* [Material for this exercise]:
------------------------------------------------------------
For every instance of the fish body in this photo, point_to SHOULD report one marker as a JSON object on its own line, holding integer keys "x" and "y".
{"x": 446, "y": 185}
------------------------------------------------------------
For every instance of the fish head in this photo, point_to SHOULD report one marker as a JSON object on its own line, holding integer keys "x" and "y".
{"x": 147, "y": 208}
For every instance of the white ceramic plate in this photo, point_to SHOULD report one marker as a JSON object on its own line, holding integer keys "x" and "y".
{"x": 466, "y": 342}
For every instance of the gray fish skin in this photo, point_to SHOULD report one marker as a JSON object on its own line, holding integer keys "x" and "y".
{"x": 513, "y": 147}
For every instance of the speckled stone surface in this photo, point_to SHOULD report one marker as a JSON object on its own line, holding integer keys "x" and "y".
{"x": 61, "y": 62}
------------------------------------------------------------
* [What is being asked]:
Give only the number of lines in the entries above that contain the word "fish".

* [Expected output]:
3